» **Text passage**:
Ed Gray

Personal information
- Born: September 27, 1975 (age 50) Riverside, California, U.S.
- Listed height: 6 ft 3 in (1.91 m)
- Listed weight: 210 lb (95 kg)

Career information
- High school: John W. North (Riverside, California)
- College: Tennessee (1993–1994); College of Southern Idaho (1994–1995); California (1995–1997);
- NBA draft: 1997: 1st round, 22nd overall pick
- Drafted by: Atlanta Hawks
- Playing career: 1997–2002
- Position: Shooting guard
- Number: 22

Career history
- 1997–1999: Atlanta Hawks
- 2000–2001: Gary Steelheads
- 2001–2002: Dakota Wizards

Career highlights
- Third-team All-American – AP, NABC (1997); Pac-10 Player of the Year (1997); First-team All-Pac-10 (1997);
- Stats at NBA.com
- Stats at Basketball Reference

= Ed Gray =

American basketball player (born 1975)

Edward Gray (born September 27, 1975) is an American former professional basketball player who was selected by the Atlanta Hawks in the first round (22nd overall pick) of the 1997 NBA draft.

Gray began his college career at the University of Tennessee, spent his sophomore year at the College of Southern Idaho (a junior college) and eventually transferred to the University of California, Berkeley. He was awarded the 1997 Pac-10 Player of the Year during his senior season at Cal averaging 24.8 ppg.

Gray's rookie season with the Hawks was marred by injuries, as well as suspensions for missing medical appointments. In March 1999, he was arrested for DUI and drug possession.

During the 1999 offseason, he was traded to the Portland Trail Blazers along with Steve Smith in exchange for Jim Jackson and Isaiah Rider. He was traded two months later to the Houston Rockets in a trade that sent Scottie Pippen to the Trail Blazers. He never had a chance to play for either team.

Gray ended his NBA career averaging 6.2 points, 1.2 rebounds and 0.8 assists in 60 games with the Hawks.

» **Task item**: According to the Ed Gray biography, why was Gray suspended during his rookie season with the Atlanta Hawks? Answer in one to three sentences. The items that come after this text are separate material and are unrelated to it.

Image-grounded pointing data

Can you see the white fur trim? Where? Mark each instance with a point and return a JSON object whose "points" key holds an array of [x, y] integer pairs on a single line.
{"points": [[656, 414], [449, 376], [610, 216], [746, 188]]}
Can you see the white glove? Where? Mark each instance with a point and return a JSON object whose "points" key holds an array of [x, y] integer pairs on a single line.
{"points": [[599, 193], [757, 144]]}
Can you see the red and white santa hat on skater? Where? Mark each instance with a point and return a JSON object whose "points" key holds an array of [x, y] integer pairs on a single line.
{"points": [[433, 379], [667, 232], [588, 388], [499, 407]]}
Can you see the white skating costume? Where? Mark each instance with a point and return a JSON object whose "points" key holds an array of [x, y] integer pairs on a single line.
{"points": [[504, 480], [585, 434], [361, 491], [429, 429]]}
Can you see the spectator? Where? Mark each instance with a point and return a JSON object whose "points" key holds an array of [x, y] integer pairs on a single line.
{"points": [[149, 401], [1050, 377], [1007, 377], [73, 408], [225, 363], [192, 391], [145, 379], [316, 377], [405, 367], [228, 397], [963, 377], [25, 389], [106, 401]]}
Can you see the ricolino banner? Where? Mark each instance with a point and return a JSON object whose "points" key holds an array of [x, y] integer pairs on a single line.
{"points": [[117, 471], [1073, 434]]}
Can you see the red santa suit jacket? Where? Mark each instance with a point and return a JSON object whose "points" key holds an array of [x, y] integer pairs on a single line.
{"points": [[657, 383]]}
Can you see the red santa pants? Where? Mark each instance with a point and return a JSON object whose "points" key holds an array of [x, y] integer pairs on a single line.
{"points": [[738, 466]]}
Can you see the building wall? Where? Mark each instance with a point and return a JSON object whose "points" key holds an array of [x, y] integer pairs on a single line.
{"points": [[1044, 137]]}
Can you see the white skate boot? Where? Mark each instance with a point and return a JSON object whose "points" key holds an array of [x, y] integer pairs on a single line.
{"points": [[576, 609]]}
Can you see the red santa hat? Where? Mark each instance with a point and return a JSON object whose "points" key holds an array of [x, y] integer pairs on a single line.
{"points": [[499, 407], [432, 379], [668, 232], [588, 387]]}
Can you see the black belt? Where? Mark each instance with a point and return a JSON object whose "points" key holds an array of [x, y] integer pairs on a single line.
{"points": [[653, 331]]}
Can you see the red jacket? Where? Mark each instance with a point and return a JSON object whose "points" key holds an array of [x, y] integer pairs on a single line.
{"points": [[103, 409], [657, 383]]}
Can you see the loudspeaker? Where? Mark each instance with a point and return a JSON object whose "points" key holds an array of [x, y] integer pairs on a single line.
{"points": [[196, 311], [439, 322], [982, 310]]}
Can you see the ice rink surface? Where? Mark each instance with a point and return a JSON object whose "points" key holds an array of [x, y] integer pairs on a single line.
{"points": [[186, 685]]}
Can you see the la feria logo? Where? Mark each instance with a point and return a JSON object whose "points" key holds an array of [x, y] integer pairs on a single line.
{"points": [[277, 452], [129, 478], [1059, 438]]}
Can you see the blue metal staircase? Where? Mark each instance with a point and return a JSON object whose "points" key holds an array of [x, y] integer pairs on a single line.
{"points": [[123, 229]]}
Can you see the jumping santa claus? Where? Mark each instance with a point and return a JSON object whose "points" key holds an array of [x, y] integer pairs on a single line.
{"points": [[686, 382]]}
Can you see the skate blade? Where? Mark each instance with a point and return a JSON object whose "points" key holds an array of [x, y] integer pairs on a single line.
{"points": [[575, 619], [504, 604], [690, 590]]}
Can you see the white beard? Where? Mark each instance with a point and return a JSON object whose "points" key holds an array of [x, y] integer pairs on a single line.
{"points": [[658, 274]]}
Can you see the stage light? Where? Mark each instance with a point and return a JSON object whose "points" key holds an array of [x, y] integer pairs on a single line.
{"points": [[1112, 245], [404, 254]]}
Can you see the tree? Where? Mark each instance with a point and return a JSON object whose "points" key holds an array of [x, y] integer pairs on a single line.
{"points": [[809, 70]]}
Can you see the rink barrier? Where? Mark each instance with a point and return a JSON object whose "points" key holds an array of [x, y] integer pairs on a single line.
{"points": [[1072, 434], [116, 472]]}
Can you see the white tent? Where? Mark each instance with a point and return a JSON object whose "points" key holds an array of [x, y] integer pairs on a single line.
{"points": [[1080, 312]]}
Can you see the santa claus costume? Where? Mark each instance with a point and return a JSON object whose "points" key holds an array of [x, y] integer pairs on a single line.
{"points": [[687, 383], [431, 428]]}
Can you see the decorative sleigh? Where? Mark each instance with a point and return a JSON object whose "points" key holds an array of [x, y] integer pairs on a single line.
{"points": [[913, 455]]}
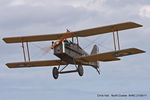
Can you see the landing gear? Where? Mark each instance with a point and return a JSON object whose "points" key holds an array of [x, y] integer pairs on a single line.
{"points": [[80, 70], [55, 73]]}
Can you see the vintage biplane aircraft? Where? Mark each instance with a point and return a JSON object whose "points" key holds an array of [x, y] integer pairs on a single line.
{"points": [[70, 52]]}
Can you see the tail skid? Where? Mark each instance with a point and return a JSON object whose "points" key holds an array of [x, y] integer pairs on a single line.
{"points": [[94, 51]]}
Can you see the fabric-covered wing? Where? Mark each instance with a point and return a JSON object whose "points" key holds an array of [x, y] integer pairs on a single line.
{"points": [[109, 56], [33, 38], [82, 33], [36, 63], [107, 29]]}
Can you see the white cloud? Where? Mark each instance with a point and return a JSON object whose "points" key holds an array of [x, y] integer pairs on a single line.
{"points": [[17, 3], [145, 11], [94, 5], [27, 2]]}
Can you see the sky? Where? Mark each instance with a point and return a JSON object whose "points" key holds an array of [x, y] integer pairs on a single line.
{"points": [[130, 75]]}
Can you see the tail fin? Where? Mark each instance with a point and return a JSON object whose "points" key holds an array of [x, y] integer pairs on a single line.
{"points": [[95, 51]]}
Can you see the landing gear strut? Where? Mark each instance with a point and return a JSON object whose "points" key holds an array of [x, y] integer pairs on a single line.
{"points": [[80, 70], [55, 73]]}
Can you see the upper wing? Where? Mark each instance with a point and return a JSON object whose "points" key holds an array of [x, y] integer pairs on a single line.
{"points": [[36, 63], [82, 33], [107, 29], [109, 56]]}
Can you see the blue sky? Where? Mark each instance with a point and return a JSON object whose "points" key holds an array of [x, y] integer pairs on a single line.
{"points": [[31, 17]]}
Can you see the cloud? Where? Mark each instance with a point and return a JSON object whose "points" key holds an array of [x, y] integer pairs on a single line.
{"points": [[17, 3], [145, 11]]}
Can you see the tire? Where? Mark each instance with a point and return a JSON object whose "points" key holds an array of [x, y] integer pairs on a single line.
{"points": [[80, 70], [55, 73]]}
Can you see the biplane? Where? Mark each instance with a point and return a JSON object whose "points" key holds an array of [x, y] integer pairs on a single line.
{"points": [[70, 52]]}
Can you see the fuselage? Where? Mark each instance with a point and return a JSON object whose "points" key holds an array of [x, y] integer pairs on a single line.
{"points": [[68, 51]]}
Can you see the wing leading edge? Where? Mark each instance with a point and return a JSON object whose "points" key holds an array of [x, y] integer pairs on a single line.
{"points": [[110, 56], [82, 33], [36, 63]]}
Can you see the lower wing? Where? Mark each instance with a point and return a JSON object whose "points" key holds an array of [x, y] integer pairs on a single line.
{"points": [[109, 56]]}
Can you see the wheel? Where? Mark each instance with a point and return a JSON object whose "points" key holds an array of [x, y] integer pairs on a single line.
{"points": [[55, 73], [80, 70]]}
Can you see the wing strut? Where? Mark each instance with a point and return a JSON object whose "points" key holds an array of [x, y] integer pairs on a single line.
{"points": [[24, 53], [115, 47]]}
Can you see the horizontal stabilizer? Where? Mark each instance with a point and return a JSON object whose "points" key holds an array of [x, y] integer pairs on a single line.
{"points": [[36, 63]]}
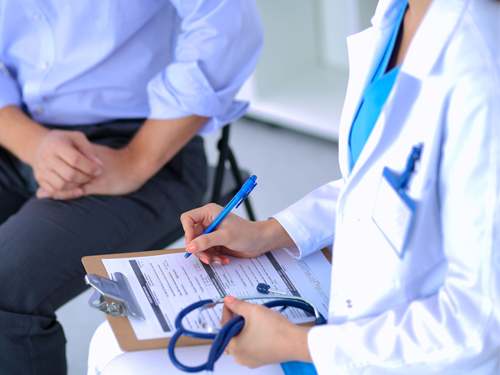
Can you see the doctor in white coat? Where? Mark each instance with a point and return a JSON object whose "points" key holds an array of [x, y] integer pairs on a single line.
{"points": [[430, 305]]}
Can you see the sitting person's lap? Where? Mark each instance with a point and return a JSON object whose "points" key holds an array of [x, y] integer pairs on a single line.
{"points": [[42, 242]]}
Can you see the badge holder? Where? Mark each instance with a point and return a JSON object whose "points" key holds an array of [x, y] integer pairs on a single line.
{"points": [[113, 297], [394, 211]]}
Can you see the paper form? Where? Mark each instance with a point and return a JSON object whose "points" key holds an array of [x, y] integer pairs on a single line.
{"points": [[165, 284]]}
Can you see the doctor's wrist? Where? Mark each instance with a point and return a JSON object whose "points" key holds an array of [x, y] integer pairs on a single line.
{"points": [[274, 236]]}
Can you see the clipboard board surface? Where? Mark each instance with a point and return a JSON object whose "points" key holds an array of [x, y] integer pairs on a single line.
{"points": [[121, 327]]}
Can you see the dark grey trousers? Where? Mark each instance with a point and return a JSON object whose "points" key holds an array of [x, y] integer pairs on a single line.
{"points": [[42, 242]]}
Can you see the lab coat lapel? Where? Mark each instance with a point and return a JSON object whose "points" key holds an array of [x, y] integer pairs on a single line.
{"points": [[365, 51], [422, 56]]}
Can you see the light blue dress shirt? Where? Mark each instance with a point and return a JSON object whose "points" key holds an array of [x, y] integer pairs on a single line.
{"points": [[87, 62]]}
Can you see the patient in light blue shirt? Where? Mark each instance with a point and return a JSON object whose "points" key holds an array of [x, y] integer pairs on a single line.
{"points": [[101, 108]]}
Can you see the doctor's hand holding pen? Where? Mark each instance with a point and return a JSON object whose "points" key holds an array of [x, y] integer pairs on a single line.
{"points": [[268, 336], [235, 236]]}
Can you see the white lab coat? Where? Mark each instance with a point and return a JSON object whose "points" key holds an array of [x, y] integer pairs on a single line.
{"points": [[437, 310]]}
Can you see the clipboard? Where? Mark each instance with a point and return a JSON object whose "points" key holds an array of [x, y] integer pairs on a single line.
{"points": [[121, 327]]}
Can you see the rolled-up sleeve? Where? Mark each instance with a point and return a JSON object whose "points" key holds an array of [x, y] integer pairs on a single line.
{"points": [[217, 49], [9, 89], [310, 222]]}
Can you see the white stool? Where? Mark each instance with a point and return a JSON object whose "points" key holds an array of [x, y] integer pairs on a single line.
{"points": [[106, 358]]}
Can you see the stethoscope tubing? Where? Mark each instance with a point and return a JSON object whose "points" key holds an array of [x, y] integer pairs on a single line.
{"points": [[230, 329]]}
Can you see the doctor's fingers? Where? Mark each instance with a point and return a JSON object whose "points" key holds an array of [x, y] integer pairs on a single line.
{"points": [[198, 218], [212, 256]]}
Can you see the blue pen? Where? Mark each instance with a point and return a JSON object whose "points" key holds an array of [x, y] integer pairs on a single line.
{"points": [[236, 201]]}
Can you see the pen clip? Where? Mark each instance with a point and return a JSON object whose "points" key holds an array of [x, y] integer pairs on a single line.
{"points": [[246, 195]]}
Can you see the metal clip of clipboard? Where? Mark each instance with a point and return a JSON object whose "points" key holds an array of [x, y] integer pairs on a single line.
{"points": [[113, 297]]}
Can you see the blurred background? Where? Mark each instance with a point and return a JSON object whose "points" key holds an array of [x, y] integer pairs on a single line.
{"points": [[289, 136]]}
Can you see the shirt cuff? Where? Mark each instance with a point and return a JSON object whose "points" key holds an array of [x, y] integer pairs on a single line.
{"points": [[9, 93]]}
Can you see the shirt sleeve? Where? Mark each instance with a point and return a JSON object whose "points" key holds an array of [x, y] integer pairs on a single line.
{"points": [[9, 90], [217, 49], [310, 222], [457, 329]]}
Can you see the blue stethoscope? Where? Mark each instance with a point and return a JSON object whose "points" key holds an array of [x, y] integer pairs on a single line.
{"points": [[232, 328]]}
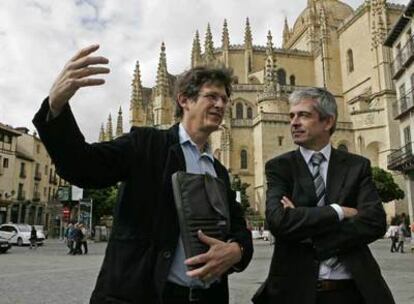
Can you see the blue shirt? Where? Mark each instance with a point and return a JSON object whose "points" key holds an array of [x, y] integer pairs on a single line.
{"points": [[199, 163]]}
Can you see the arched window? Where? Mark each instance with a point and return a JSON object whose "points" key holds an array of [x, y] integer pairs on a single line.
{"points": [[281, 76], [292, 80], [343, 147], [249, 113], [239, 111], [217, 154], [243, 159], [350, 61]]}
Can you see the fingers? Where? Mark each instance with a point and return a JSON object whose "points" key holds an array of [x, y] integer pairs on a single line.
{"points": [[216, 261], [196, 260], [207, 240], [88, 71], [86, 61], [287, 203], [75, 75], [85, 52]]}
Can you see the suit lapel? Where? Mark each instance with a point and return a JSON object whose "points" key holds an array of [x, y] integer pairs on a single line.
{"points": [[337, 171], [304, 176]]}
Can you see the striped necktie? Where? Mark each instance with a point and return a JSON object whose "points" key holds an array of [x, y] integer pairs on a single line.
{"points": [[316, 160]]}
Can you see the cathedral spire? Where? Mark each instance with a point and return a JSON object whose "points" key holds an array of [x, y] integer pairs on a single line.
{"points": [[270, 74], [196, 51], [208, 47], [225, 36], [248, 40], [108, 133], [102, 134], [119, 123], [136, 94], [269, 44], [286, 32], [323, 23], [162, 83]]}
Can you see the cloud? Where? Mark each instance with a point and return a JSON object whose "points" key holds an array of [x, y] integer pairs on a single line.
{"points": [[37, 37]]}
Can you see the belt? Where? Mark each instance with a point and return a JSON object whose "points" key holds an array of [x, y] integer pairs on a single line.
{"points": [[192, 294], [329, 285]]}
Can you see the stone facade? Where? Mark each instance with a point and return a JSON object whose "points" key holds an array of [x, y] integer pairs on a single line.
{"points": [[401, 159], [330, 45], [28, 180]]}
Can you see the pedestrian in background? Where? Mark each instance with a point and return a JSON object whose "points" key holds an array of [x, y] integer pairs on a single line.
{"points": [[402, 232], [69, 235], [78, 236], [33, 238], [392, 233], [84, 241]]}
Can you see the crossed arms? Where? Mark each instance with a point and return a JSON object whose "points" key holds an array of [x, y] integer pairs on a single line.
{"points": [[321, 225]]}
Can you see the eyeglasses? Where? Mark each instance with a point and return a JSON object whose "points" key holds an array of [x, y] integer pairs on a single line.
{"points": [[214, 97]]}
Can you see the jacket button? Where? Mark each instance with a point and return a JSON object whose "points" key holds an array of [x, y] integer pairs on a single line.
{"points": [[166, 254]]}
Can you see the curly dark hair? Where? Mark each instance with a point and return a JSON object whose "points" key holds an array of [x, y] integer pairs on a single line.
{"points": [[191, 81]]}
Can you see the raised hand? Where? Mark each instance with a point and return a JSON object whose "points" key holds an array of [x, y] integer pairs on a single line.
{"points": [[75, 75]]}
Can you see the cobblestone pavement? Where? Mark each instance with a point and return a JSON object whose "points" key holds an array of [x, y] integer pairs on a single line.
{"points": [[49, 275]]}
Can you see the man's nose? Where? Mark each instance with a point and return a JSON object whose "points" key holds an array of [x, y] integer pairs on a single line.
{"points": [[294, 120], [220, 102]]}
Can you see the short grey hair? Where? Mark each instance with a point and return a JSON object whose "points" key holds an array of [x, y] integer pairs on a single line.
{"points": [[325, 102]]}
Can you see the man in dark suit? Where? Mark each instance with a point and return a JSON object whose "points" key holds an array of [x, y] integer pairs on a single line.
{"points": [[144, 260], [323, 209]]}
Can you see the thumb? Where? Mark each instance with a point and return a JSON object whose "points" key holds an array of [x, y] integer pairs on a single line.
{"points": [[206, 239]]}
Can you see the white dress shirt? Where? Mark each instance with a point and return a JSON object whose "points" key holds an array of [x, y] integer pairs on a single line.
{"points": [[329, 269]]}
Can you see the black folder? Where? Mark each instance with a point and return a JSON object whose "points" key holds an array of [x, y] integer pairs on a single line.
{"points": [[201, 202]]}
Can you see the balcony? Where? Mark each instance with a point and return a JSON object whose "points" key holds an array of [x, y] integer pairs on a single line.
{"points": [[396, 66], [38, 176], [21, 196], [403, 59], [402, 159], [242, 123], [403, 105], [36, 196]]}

» **Answer**: Gray was suspended for missing medical appointments. These suspensions, together with injuries, marred his rookie season with the Hawks.